*Task directions*. What follows is a set of records, each of which is to be written out exactly.

☆ ☆ ☆ ☆ ☆ ☆ ☆

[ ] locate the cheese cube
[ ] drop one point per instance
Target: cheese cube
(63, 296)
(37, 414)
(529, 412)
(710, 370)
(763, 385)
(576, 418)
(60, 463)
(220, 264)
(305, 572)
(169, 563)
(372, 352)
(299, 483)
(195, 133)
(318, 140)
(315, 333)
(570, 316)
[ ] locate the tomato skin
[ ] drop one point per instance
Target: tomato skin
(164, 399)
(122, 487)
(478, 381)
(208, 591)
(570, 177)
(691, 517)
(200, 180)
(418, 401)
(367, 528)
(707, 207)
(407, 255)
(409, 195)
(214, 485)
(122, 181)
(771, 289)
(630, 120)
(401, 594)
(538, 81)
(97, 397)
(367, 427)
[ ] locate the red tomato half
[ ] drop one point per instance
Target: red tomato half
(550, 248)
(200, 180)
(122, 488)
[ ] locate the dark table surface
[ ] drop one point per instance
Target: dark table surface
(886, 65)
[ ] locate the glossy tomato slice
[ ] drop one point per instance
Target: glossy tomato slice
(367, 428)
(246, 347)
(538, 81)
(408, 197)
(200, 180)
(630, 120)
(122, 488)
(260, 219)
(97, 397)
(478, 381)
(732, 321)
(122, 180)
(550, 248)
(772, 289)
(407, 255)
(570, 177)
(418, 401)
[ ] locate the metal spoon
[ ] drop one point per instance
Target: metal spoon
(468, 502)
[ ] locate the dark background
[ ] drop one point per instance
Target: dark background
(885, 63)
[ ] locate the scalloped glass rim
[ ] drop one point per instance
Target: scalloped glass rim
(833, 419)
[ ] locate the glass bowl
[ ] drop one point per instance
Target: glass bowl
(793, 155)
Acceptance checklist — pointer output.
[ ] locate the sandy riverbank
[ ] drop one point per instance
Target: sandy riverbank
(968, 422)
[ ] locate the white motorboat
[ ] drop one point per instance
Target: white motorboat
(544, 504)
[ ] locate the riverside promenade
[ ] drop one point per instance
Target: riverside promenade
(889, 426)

☆ ☆ ☆ ☆ ☆ ☆ ☆

*Worked answer*.
[ ] locate the cheese cube
[ ] drop one point per instance
Target: cheese cube
(63, 296)
(37, 414)
(529, 412)
(710, 370)
(763, 385)
(576, 418)
(60, 463)
(220, 264)
(305, 572)
(169, 563)
(372, 352)
(299, 483)
(195, 133)
(318, 140)
(315, 333)
(570, 316)
[ ] locate the tomato skin
[ ] drop one point per instance
Target: tomato skin
(164, 399)
(122, 487)
(478, 381)
(208, 591)
(570, 177)
(691, 517)
(200, 180)
(418, 401)
(367, 528)
(707, 207)
(407, 255)
(409, 195)
(214, 485)
(122, 181)
(771, 289)
(630, 120)
(401, 594)
(538, 81)
(97, 397)
(367, 427)
[ ] locate the red tomato half
[ ] drop one point per instance
Target: red tomato half
(550, 248)
(200, 180)
(122, 488)
[ ] locate the dark table surface
[ ] drop one point per instance
Target: dark table surface
(886, 65)
[ ] locate the glossy tomato slice
[ ] drop one point per instance
Target: glossy tomato slice
(367, 428)
(246, 347)
(538, 81)
(408, 197)
(200, 180)
(630, 120)
(122, 488)
(260, 219)
(97, 397)
(478, 381)
(732, 321)
(122, 180)
(550, 248)
(772, 289)
(407, 255)
(570, 177)
(418, 401)
[ ] locate the metal spoon
[ ] drop one point per instance
Target: metal spoon
(468, 502)
[ ] locate the dark background
[ ] drop one point per instance
Target: dark background
(885, 63)
[ ] locate the scalloped glass rim
[ ] drop one point per instance
Target: scalloped glass rim
(833, 419)
[ ] locate the glass bowl
[ ] drop one point per instance
Target: glass bowl
(793, 155)
Acceptance checklist — pointer output.
[ ] locate the sandy riverbank
[ ] drop one point per instance
Target: sandy riverbank
(968, 422)
[ ] locate the white motorboat
[ ] drop one point per instance
Target: white motorboat
(544, 504)
[ ] locate the riverside promenade
[ ] drop one point per instance
Target: riverside promenade
(889, 426)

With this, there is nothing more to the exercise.